● **页面摘录**
· · · · · · ·
POJ 2954 Triangle(Pick定理)

题目链接：POJ 2954 Triangle

还是Pick定理，比上道题简单。

#include <iostream>
#include <cstdio>
#include <cmath>

using namespace std;

const double eps = 1e-10;

struct Point
{
	int x, y;
	Point(int x=0, int y=0):x(x),y(y) { }
};

typedef Point Vector;

Vector operator + (const Vector& A, const Vector& B)
{
    return Vector(A.x+B.x, A.y+B.y);
}

Vector operator - (const Point& A, const Point& B)
{
    return Vector(A.x-B.x, A.y-B.y);
}

Vector operator * (const Vector& A, double p)
{
    return Vector(A.x*p, A.y*p);
}

bool operator < (const Point& a, const Point& b)
{
	return a.x < b.x || (a.x == b.x && a.y < b.y);
}

int dcmp(double x)
{
    if(fabs(x) < eps)
        return 0;
    else
        return x < 0 ? -1 : 1;
}

bool operator == (const Point& a, const Point &b)
{
	return dcmp(a.x-b.x) == 0 && dcmp(a.y-b.y) == 0;
}

int Cross(const Vector& A, const Vector& B)
· · · · · · ·
● **收集数据**

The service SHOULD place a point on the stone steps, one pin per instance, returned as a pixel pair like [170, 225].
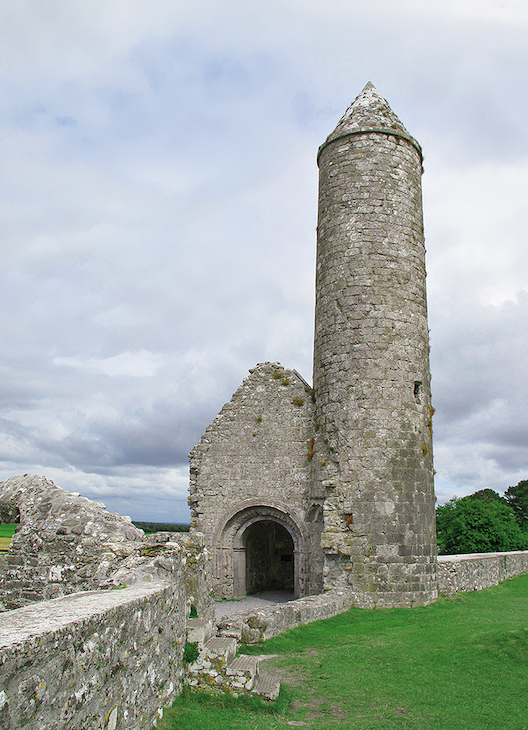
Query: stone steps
[218, 670]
· · · · · · ·
● **练习题目**
逐字输出上面关于 POJ 2954 Triangle 的页面摘录全文，不作任何改动。 上面的材料与页面摘录相互独立。

● **练习输出**
POJ 2954 Triangle(Pick定理)

题目链接：POJ 2954 Triangle

还是Pick定理，比上道题简单。

#include <iostream>
#include <cstdio>
#include <cmath>

using namespace std;

const double eps = 1e-10;

struct Point
{
	int x, y;
	Point(int x=0, int y=0):x(x),y(y) { }
};

typedef Point Vector;

Vector operator + (const Vector& A, const Vector& B)
{
    return Vector(A.x+B.x, A.y+B.y);
}

Vector operator - (const Point& A, const Point& B)
{
    return Vector(A.x-B.x, A.y-B.y);
}

Vector operator * (const Vector& A, double p)
{
    return Vector(A.x*p, A.y*p);
}

bool operator < (const Point& a, const Point& b)
{
	return a.x < b.x || (a.x == b.x && a.y < b.y);
}

int dcmp(double x)
{
    if(fabs(x) < eps)
        return 0;
    else
        return x < 0 ? -1 : 1;
}

bool operator == (const Point& a, const Point &b)
{
	return dcmp(a.x-b.x) == 0 && dcmp(a.y-b.y) == 0;
}

int Cross(const Vector& A, const Vector& B)